**Required action**
Repeat the entries beneath in their entirety, precisely as given.
━━━ Recorded data ━━━
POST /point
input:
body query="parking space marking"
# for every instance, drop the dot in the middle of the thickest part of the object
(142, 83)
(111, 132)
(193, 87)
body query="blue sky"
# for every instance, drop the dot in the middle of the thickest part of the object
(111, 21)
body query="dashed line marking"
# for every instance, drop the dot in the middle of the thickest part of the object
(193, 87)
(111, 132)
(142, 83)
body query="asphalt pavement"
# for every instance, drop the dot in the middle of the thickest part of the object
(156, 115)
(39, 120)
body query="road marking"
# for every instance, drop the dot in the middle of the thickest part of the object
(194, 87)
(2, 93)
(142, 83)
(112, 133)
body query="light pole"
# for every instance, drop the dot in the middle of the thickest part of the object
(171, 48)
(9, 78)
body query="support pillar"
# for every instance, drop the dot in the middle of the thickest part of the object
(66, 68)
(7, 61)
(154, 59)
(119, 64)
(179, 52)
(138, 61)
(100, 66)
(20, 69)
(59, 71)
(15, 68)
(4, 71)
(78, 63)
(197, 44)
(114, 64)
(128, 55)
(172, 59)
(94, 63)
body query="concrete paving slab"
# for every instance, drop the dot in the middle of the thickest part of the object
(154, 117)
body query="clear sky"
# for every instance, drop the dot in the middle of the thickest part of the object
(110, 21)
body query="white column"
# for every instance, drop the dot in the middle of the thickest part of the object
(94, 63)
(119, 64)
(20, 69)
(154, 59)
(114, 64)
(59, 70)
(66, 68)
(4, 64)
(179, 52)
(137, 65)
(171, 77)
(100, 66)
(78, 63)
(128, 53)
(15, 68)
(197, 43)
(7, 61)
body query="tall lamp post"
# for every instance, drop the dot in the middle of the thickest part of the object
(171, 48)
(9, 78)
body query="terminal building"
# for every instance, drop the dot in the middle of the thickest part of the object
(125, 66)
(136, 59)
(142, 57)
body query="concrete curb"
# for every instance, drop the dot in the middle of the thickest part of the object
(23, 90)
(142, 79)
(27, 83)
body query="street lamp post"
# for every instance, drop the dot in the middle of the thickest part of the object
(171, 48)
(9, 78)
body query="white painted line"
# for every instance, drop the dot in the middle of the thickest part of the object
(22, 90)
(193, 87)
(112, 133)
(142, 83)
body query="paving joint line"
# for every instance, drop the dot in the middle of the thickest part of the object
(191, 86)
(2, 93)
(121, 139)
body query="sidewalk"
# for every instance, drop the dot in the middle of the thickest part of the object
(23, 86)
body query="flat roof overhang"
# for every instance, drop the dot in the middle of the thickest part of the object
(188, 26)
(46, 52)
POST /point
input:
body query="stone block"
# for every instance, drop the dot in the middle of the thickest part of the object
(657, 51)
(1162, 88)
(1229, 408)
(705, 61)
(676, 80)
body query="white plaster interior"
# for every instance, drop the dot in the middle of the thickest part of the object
━━━
**Output for this task**
POST /point
input:
body query="parking space marking"
# for every instance, drop the dot in the middle of the thickest part of the object
(142, 83)
(111, 132)
(193, 87)
body query="blue sky"
# for every instance, drop the dot in the middle of the thickest part of the object
(111, 21)
body query="dashed line marking"
# for every instance, drop the dot in the middle of the thickest part of the object
(193, 87)
(111, 132)
(142, 83)
body query="asphalt pavement"
# for every instance, drop the dot in the middle of the thickest part of the object
(156, 115)
(39, 120)
body query="road marking"
# for every instance, drop the dot in the middle of the thickest part of the object
(194, 87)
(2, 93)
(142, 83)
(112, 133)
body query="light pole"
# for every instance, drop the dot in the middle of the thickest part of the object
(171, 48)
(9, 78)
body query="support pillar"
# for every instance, drop the dot in the middle of the thickest part of the object
(66, 68)
(7, 61)
(154, 59)
(119, 64)
(179, 52)
(138, 61)
(100, 66)
(20, 69)
(59, 71)
(15, 68)
(4, 71)
(78, 63)
(197, 44)
(114, 64)
(128, 55)
(172, 59)
(94, 63)
body query="concrete paving slab"
# for every instance, drop the dot in the middle of the thickest part of the object
(154, 117)
body query="clear sky"
# for every instance, drop the dot in the middle of the thickest part of the object
(110, 21)
body query="white column"
# for every instance, drop the dot in the middle of the thickest part of the object
(94, 63)
(119, 64)
(20, 69)
(154, 59)
(114, 64)
(59, 70)
(66, 68)
(4, 64)
(179, 52)
(137, 65)
(171, 77)
(100, 66)
(78, 63)
(128, 53)
(15, 68)
(197, 43)
(7, 61)
body query="tall lamp post"
# for every instance, drop the dot in the middle of the thickest part of the object
(171, 48)
(9, 78)
body query="terminal building"
# for every instance, drop the dot in the middle of the thickest part of the object
(125, 66)
(136, 59)
(142, 57)
body query="concrete curb"
# for every instance, drop the dot in the middle of the thickest part of the object
(23, 90)
(142, 79)
(27, 83)
body query="street lamp post"
# for every instance, drop the dot in the middle of the thickest part of the object
(171, 48)
(9, 78)
body query="white painted line"
# for every instance, drop the dot in the middle of the thickest part of the object
(22, 90)
(193, 87)
(112, 133)
(142, 83)
body query="paving joint line"
# for every instance, drop the dot in the middle of the thickest part of the object
(191, 86)
(2, 93)
(121, 139)
body query="sidewalk"
# for every instance, drop the dot in the middle of the thickest part of the object
(23, 86)
body query="flat roof overhang"
# for every instance, drop the dot in the middle of the thickest part of the object
(188, 26)
(46, 52)
POST /point
input:
body query="stone block"
# for every instance, drop the dot in the middle of the thickest part of the object
(657, 51)
(1162, 88)
(1229, 408)
(705, 61)
(676, 80)
body query="white plaster interior"
# for every instance, drop the dot in the middle of the thickest part of the object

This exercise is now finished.